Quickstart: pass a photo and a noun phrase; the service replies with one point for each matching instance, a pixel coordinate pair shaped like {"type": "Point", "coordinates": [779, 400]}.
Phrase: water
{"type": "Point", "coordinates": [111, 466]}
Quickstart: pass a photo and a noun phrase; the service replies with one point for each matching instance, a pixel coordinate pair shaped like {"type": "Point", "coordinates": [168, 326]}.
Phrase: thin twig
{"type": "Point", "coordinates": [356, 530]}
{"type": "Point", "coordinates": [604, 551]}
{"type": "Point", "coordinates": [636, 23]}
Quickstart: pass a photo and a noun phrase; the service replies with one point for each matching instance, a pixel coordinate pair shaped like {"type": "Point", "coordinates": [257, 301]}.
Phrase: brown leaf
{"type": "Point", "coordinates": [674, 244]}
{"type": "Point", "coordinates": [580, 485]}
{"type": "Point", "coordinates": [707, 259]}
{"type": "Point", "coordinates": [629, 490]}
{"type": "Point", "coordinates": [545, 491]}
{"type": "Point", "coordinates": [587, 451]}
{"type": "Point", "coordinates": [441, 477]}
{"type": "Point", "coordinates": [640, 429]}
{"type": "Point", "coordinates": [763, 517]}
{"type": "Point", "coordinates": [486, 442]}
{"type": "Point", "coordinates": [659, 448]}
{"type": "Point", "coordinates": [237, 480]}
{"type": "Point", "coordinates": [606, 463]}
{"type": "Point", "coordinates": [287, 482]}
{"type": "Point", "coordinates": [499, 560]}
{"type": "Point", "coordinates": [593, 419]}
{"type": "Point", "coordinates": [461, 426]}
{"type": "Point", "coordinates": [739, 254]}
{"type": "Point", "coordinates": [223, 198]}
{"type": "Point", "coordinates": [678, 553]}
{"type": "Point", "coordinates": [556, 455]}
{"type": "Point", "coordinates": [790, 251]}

> _Set problem_:
Locate every line in the material above that contains the word "service", and copy each of those lines in full.

> _Full answer_:
Quickstart: pass a photo and a noun phrase; the service replies with one point for each matching instance, a pixel coordinate pair shaped like {"type": "Point", "coordinates": [779, 400]}.
Quickstart: pass a photo and a noun phrase; the service replies with one point for each matching instance, a pixel coordinate pair shaped like {"type": "Point", "coordinates": [168, 326]}.
Quickstart: pass a photo and a noun phrase; the service replies with one point for each matching instance, a pixel coordinate pair shaped like {"type": "Point", "coordinates": [257, 301]}.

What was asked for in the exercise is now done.